_Task prompt_
Transcribe exactly the line that contains "--target=cream linen shirt" and all lines following it to the end of the material below; omit everything else.

═════ Records provided

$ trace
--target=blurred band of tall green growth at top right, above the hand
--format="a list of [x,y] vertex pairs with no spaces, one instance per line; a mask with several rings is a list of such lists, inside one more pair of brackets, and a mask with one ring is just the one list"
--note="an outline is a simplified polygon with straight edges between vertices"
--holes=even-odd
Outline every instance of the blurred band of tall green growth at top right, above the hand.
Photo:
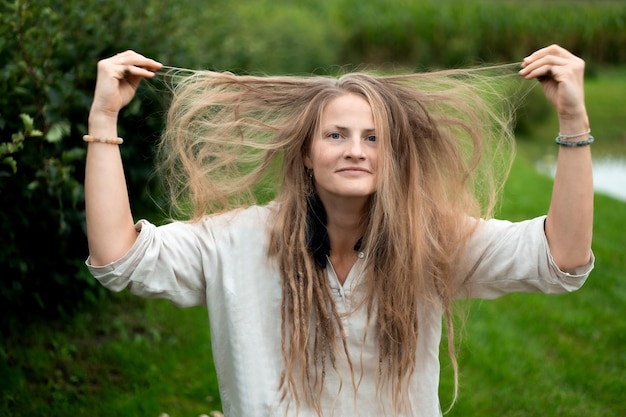
[[332,2],[349,28],[341,56],[418,68],[517,62],[558,43],[595,63],[626,62],[626,8],[616,1]]

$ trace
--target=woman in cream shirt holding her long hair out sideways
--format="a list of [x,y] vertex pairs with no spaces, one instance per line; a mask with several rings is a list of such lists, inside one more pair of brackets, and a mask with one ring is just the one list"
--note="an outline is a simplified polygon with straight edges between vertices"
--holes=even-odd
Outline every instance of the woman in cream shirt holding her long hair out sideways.
[[[557,45],[519,72],[556,107],[560,146],[548,215],[518,223],[489,219],[508,113],[452,71],[184,78],[159,155],[188,221],[135,224],[117,117],[160,68],[133,51],[98,64],[87,264],[112,290],[208,307],[226,416],[440,415],[455,298],[572,291],[593,267],[584,62]],[[274,201],[241,199],[278,164]]]

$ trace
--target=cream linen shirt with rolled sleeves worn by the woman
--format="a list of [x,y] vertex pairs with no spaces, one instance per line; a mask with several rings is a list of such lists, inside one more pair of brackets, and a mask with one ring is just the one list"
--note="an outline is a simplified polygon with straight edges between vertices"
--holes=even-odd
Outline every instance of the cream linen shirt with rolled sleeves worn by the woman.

══════════

_Exercise answer_
--target=cream linen shirt with rolled sleeves worn by the woman
--format="a list of [x,y] vertex pairs with no spaces, one instance per line; a mask with several rings is a list of such lists, inside one more pair of brackets, and a mask with one ring is just the one list"
--note="an outline is a simplified polygon with straight edges between vertices"
--holes=even-odd
Outline every instance of the cream linen shirt with rolled sleeves worn by the woman.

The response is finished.